• EXTRACTED RECORDS:
■ ■ ■ ■ ■ ■ ■
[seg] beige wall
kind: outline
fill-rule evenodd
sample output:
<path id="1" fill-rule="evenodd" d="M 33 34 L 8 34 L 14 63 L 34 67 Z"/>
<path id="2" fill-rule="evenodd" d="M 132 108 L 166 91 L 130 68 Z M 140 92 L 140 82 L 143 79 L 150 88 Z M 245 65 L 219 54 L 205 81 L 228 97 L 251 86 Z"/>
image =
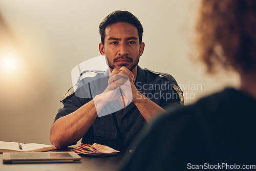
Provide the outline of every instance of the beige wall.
■ ■ ■ ■ ■ ■ ■
• EXERCISE AIM: Format the lines above as a JSON list of strings, one string per line, and omit any blank lines and the picture.

• RESPONSE TO THIS EXERCISE:
[
  "[seg] beige wall",
  "kind: outline",
  "fill-rule evenodd",
  "sample output:",
  "<path id=\"1\" fill-rule=\"evenodd\" d=\"M 33 34 L 8 34 L 14 63 L 34 67 Z\"/>",
  "<path id=\"2\" fill-rule=\"evenodd\" d=\"M 132 108 L 166 91 L 130 68 Z M 140 92 L 140 82 L 143 79 L 150 88 Z M 245 65 L 219 54 L 205 81 L 228 97 L 251 86 Z\"/>",
  "image =",
  "Provide the outline of every instance of the beige wall."
]